**Consigne de travail A**: Dans l'extrait du document, qui Jean-Marie Sirvins présente-t-il comme le meilleur en France en biologie moléculaire ?
**Consigne de travail B**: D'après l'extrait du document, expliquez pourquoi Jean-Marie Sirvins juge inquiétantes les techniques utilisées par les nouveaux OGM.

**Extrait du document**:
---
Il ne faut pas démocratiser les techniques.
Union nationale de l'apiculture français
Jean-Marie Sirvins estime que les nouveaux OGM utilisent des techniques qui permettent un forçage génétique par n'importe qui, il s'agit d'une « biologie de garage » peu chère. L'abeille risque d'être modifiée et elle peut devenir agressive par exemple. Les techniques ne sont pas maîtrisées et les industriels doivent accepter une réglementation. L'Europe doit résister aux industriels.
Selon lui, le professeur Bertheau est le meilleur en France en biologie moléculaire et pourtant on ne l'a pas écouté lorsqu'il a attiré l'attention devant le Haut-Conseil des biotechnologies sur les incertitudes quant aux effets des nouveaux OGM.
Ils sont pour
Voici les arguments en faveur des OGM.
La résistance à la sécheresse ou aux insectes ravageurs permet une meilleure productivité.
---
**Données enregistrées**:
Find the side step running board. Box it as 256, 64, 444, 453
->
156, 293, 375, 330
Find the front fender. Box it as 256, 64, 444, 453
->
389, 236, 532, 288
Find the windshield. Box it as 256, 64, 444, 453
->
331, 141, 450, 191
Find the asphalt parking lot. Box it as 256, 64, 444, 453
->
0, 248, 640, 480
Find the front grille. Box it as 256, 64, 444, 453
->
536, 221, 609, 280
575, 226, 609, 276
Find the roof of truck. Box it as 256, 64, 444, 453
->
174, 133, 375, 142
---
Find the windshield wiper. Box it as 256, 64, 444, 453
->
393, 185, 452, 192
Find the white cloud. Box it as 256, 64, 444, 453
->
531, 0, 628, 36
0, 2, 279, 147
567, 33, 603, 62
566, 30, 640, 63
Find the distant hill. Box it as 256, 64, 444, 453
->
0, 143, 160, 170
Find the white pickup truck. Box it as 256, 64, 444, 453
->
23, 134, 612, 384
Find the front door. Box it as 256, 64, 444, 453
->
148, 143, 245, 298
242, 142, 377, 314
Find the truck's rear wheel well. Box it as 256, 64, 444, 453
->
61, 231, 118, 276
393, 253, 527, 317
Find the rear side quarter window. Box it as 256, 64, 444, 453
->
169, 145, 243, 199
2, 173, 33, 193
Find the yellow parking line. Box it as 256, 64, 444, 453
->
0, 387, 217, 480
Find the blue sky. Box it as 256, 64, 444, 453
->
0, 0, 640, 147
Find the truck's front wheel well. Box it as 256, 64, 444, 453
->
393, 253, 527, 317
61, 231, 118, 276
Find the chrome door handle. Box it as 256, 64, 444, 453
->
---
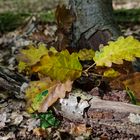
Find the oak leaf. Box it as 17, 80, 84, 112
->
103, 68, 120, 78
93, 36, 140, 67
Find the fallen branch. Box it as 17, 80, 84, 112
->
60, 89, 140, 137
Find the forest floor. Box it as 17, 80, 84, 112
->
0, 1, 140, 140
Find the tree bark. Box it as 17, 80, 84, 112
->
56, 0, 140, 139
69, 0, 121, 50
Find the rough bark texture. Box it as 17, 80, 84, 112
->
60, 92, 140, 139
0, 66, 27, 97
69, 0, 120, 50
---
**Zone de réponse A**: Le professeur Bertheau.

**Zone de réponse B**: Ces techniques permettent un forçage génétique par n'importe qui, sous la forme d'une « biologie de garage » peu chère. L'abeille risque ainsi d'être modifiée et peut par exemple devenir agressive, alors que ces techniques ne sont pas maîtrisées.